• **Exercises**
[1] In the lamp text, give the stretch from "Description" through "Pat. No. 3,521,120." again with "rare gas" changed to "noble gas".
[2] Answer these about the lamp text:
(a) What is strongly suppressed at the supply mains to which the lamp is connected?
(b) Along with a metal vapour, what does the lamp vessel contain?
(c) Which U.S. patent is the lamp said to be known from?

An electrodeless low-pressure discharge lamp having a lamp vessel (1), a core (3) of magnetic material, a first winding (7) arranged to surround the core and connected to a high-frequency supply unit (4), one of the lead-in wires of this winding being electrically connected to a lead-in wire of a second winding (11) with a free end (12), while during operation of the lamp the potential drop between the ends of the second winding is substantially equal to the potential drop between the ends of the first winding and the potential drops in the two windings vary in opposite senses. Interference currents at the supply mains to which the lamp is connected are then strongly suppressed.

Description

The invention relates to an electrodeless low-pressure discharge lamp comprising a lamp vessel which is sealed in a vacuum-tight manner and contains a metal vapour and a rare gas. The lamp is provided with a core of magnetic material in which during operation of the lamp a high-frequency magnetic field is produced by means of an electrical supply unit. A winding is connected thereto and arranged to surround the core. An electrical field then is produced in the lamp. Such a lamp is known from U.S. Pat. No. 3,521,120.

• **Excerpted records**
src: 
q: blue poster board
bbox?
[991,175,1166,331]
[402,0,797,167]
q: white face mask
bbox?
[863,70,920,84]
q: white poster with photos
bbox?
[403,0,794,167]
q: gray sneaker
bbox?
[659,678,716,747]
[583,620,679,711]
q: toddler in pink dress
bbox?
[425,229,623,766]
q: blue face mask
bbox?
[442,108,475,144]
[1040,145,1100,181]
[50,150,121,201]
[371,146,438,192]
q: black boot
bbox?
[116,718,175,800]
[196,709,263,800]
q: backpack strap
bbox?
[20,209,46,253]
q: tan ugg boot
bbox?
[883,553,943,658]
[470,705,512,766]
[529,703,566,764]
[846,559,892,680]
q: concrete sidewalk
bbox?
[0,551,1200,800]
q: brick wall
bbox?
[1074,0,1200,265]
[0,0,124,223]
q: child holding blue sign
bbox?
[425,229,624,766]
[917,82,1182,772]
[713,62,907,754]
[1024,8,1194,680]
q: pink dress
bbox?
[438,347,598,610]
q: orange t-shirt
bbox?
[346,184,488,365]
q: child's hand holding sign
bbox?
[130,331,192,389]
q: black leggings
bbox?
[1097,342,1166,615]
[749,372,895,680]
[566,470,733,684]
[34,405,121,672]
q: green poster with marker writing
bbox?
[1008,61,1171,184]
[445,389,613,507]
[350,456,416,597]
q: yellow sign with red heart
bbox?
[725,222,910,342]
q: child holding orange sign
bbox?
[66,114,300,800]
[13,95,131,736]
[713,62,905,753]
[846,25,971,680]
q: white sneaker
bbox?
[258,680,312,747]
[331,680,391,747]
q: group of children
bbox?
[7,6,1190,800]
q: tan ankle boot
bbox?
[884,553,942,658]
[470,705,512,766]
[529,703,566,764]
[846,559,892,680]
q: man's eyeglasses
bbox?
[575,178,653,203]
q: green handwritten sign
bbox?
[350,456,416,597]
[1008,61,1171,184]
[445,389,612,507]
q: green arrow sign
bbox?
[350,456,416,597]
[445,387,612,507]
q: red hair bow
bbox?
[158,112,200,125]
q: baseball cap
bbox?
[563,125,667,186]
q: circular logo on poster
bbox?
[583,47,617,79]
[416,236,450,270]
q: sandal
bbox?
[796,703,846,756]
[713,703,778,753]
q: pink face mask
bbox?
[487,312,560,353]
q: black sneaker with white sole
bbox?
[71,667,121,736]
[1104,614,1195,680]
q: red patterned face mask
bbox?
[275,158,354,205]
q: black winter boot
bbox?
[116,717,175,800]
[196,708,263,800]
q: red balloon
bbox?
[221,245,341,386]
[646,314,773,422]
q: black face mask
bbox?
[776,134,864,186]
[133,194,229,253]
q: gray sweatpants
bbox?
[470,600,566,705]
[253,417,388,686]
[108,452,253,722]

...

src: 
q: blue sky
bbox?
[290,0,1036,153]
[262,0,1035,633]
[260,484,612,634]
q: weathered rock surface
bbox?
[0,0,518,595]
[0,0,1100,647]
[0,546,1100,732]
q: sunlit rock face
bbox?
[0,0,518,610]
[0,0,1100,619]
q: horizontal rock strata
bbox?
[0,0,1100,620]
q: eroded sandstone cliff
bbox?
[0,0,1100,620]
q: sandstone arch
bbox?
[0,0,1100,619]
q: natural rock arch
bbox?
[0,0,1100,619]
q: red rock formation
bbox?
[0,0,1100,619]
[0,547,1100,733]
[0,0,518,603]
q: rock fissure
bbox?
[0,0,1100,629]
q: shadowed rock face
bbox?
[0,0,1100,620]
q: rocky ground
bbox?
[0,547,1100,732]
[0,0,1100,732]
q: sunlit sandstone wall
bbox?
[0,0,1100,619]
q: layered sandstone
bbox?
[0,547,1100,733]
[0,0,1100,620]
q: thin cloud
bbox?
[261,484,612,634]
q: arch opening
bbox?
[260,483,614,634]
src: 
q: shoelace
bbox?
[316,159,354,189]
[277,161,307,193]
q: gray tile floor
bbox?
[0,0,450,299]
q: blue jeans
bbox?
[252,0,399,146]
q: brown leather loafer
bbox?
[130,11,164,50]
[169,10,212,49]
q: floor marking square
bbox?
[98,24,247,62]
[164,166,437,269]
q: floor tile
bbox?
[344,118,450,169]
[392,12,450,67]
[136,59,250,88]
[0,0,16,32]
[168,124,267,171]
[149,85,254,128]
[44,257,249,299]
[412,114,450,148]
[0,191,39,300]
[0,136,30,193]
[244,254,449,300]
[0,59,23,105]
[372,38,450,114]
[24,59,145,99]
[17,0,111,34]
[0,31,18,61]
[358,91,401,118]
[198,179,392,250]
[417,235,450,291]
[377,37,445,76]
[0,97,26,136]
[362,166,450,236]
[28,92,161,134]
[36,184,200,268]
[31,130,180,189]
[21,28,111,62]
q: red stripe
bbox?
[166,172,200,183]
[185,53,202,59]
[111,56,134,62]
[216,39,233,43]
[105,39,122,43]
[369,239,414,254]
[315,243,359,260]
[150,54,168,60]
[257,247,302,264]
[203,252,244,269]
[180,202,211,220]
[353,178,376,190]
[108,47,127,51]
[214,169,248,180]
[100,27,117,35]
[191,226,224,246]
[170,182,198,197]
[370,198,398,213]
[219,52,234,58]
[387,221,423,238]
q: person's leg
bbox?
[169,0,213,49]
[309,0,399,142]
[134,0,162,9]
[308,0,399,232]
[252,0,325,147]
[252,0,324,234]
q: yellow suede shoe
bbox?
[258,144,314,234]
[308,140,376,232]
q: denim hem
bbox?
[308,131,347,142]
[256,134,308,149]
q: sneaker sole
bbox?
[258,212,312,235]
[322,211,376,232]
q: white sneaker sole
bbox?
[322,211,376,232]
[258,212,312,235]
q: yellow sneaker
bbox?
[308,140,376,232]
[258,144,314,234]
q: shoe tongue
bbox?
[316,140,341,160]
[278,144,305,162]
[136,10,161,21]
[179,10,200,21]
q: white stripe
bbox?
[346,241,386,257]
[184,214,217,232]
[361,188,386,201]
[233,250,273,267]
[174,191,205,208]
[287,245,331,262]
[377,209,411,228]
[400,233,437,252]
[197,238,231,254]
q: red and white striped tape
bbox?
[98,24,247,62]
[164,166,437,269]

• **Solved problems**
[1]
Description

The invention relates to an electrodeless low-pressure discharge lamp comprising a lamp vessel which is sealed in a vacuum-tight manner and contains a metal vapour and a noble gas. The lamp is provided with a core of magnetic material in which during operation of the lamp a high-frequency magnetic field is produced by means of an electrical supply unit. A winding is connected thereto and arranged to surround the core. An electrical field then is produced in the lamp. Such a lamp is known from U.S. Pat. No. 3,521,120.

[2]
(a) Interference currents.
(b) A rare gas.
(c) U.S. Pat. No. 3,521,120.